Source extract

============

Image: The San Francisco Call and Post, March 21, 1914

Croft—who claimed to have mounted the Festival of Empire, an international exposition held in London in 1911 to celebrate the coronation of George V.—was a busy man in the years leading up to the opening of the exposition. His company, the Kenneth Croft Amusement Company, which he started with his wife Nona and future Hollywood director L.A. Howland, won him the concession rights to build the Hawaiian Village at San Diego’s Panama-California Exposition, which ran concurrently with the San Francisco exposition. He spent the fall of 1913 in Ireland, looking for manufacturers to rent space inside the Shamrock Isle and navigating the political landscape of nationalist Ireland somewhat imperfectly: in November 1913, he brought the wrath of the Irish Industrial Development Association down on his head by using “English” stationery while staying at the wrong hotel. He was advised by the IIDA that it might be “wise to take up his quarters in a hotel that patronized Irish manufactured goods.”(16)

Croft may have won the battle for the concession contract, but quickly discovered the limits on his vision: a suspicious community and a concession concept that was quickly becoming not just dated, but unpopular.

Much of the complaining came from the pen of Father Peter Yorke, pastor of St. Peter's Church in the Mission district and vice president of Sinn Fein in the United States. Known as the Labor priest, Yorke founded the pro-labor newspaper the Leader. In the Leader and the Monitor Yorke flung accusation after accusation at the Shamrock Isle and Croft. “This Englishman has got from the fair directors a concession for the Irish Village . . . The whole thing has an ancient and moldy smell of small graft,”(17) he charged, suggesting corruption by Frank Burt, the director of the division of concessions and admissions.

============

Provided data
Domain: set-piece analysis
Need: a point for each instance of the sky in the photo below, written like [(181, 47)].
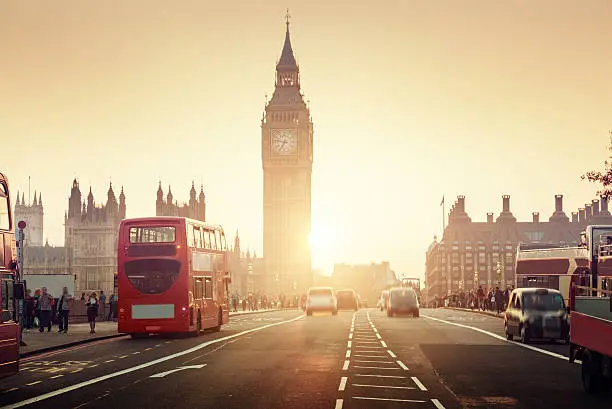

============

Written exercise 1
Reproduce the stretch from "Much of the" through "concessions and admissions." from the passage on Croft and the Shamrock Isle.
Written exercise 2
In the passage on Croft and the Shamrock Isle, which organization turned on Croft in November 1913 for using "English" stationery?

Output 1
Much of the complaining came from the pen of Father Peter Yorke, pastor of St. Peter's Church in the Mission district and vice president of Sinn Fein in the United States. Known as the Labor priest, Yorke founded the pro-labor newspaper the Leader. In the Leader and the Monitor Yorke flung accusation after accusation at the Shamrock Isle and Croft. “This Englishman has got from the fair directors a concession for the Irish Village . . . The whole thing has an ancient and moldy smell of small graft,”(17) he charged, suggesting corruption by Frank Burt, the director of the division of concessions and admissions.

Output 2
The Irish Industrial Development Association (IIDA).